Data records:
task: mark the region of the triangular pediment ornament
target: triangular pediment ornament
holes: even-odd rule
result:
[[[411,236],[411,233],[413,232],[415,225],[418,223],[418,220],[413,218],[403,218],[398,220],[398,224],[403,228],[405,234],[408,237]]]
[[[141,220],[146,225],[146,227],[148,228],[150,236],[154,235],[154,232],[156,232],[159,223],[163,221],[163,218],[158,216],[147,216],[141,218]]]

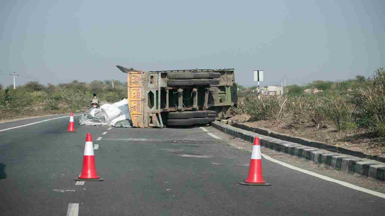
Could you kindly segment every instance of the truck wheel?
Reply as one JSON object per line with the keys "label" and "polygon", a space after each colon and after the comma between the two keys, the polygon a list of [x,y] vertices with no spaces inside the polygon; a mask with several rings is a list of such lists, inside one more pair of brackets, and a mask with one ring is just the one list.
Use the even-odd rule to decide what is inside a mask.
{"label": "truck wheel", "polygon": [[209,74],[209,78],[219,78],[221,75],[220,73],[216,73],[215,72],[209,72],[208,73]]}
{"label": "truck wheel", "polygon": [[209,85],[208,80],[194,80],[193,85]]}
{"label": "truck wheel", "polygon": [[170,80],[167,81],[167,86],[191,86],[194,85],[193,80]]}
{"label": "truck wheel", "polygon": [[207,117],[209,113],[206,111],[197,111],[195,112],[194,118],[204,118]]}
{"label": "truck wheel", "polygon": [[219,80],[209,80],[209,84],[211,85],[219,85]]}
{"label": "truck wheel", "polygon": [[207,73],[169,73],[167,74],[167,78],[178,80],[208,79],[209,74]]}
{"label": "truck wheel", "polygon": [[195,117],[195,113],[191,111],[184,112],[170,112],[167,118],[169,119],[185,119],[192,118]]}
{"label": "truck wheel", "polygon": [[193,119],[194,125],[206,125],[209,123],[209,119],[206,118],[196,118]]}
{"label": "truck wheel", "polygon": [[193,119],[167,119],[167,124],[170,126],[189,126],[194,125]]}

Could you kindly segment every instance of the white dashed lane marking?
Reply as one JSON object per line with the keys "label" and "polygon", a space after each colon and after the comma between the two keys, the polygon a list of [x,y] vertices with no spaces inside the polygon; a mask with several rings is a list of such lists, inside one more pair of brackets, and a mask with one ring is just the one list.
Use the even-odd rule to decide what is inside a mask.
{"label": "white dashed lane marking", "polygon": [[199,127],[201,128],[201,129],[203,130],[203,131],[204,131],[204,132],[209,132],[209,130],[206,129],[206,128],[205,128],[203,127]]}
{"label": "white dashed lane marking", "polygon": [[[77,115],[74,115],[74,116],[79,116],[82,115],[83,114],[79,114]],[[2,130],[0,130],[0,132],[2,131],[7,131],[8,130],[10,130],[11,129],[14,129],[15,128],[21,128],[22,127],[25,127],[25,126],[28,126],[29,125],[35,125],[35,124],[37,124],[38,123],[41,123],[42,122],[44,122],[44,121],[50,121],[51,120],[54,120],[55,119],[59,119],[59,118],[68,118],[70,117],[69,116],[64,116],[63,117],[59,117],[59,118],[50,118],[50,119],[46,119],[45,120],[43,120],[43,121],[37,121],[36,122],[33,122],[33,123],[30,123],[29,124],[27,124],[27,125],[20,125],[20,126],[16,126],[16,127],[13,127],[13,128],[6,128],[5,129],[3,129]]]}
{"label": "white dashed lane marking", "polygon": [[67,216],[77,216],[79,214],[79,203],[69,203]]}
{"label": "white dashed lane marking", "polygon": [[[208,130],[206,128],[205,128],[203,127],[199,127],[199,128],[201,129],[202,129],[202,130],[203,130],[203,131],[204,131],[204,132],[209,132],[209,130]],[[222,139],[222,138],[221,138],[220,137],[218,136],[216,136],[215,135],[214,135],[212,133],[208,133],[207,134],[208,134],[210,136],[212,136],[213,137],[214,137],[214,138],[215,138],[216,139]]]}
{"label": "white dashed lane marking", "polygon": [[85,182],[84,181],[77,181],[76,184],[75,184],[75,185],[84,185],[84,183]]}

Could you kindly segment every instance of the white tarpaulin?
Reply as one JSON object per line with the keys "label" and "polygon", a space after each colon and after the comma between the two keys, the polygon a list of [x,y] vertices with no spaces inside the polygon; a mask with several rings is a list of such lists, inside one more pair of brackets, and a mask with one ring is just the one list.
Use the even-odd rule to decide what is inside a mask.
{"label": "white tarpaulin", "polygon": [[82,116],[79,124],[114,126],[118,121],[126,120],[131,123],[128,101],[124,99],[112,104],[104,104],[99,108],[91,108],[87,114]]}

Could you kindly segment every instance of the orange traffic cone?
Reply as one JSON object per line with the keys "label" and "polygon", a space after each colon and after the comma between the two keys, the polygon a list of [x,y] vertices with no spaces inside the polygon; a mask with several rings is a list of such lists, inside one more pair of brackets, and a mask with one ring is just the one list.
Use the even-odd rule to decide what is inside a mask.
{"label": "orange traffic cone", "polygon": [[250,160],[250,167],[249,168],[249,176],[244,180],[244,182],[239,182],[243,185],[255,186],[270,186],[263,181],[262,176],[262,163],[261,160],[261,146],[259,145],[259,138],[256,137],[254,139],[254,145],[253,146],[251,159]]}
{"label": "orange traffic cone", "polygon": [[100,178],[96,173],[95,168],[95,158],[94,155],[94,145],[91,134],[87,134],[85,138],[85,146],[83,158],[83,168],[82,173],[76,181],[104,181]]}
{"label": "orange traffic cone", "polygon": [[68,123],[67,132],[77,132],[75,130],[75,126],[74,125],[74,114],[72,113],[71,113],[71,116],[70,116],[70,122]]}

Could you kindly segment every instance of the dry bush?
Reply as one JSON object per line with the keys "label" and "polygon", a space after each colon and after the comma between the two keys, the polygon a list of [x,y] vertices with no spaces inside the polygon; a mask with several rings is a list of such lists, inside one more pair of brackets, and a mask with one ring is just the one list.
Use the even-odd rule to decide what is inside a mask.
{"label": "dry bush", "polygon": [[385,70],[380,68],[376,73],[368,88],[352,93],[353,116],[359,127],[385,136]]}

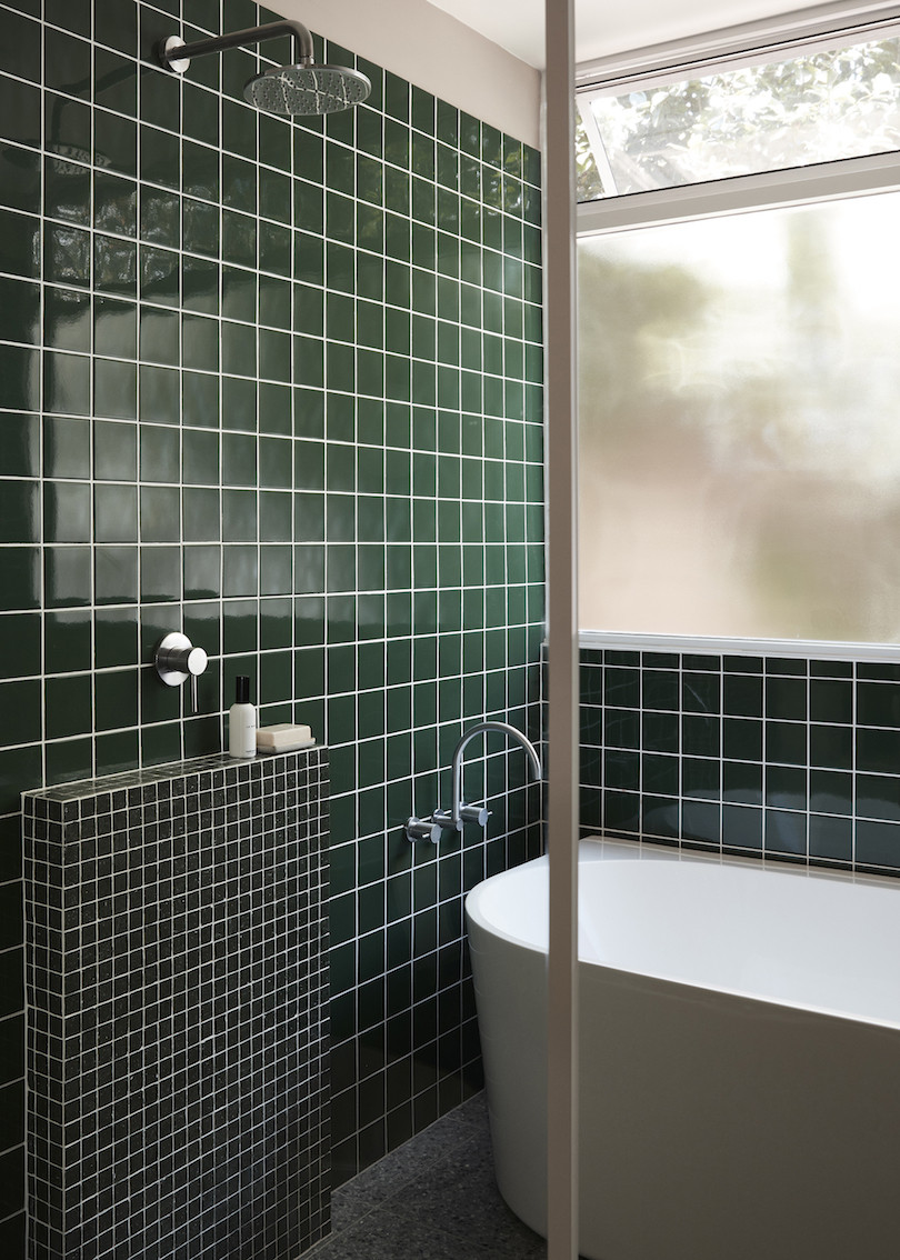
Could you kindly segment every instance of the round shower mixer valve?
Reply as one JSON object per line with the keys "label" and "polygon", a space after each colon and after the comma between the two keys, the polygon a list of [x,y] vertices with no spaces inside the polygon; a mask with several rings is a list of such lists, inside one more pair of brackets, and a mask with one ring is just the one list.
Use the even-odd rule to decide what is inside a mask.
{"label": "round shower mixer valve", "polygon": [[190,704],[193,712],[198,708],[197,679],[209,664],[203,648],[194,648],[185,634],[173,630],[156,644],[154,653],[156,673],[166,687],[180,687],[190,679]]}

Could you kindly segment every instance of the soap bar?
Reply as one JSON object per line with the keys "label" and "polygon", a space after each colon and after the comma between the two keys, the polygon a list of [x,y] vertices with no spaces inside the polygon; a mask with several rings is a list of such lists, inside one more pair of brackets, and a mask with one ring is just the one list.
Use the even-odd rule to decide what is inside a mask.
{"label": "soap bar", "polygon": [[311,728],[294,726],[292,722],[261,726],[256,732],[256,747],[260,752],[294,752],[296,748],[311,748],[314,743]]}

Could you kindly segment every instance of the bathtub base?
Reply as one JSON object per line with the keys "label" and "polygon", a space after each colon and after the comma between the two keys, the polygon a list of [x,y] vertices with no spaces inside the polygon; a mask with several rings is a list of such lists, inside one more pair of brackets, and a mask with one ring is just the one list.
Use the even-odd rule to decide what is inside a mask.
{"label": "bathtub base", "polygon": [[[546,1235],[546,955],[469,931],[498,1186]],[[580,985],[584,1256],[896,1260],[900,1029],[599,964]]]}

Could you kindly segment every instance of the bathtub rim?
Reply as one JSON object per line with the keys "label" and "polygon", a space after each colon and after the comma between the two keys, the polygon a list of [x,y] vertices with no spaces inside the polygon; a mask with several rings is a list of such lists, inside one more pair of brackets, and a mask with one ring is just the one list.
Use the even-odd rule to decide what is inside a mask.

Task prompt: Exact repetition is required for the lines from the one that contains "Could you kindly segment every instance of the bathtub base?" through the final line; leave out everything else.

Answer for this exercise:
Could you kindly segment every instance of the bathtub base?
Reply as one JSON object per line with the keys "label" and "polygon", a space after each colon and after the comma between the two keys, the polygon a list of [x,y] vertices with no spaces inside the polygon; a mask with several rings is a list of such lists, inside one more pair of brackets, and a mask with one ring is just the one list.
Use the even-odd rule to decide what is inside a mask.
{"label": "bathtub base", "polygon": [[[546,1235],[546,955],[469,931],[498,1186]],[[580,985],[584,1256],[896,1260],[900,1029],[599,964]]]}

Could you kindly segment every instance of the bathtub rim?
Reply as one JSON object per line with the keys "label" and "polygon", a space after each colon and after the comma between the two keys, the polygon a list of [x,y] vertices with no spaces inside the polygon; a mask with several rings is a list of such lists, inside one more pair of brackets, and a mask with one ring is just the one list.
Use the even-odd rule to decide what is inside a mask.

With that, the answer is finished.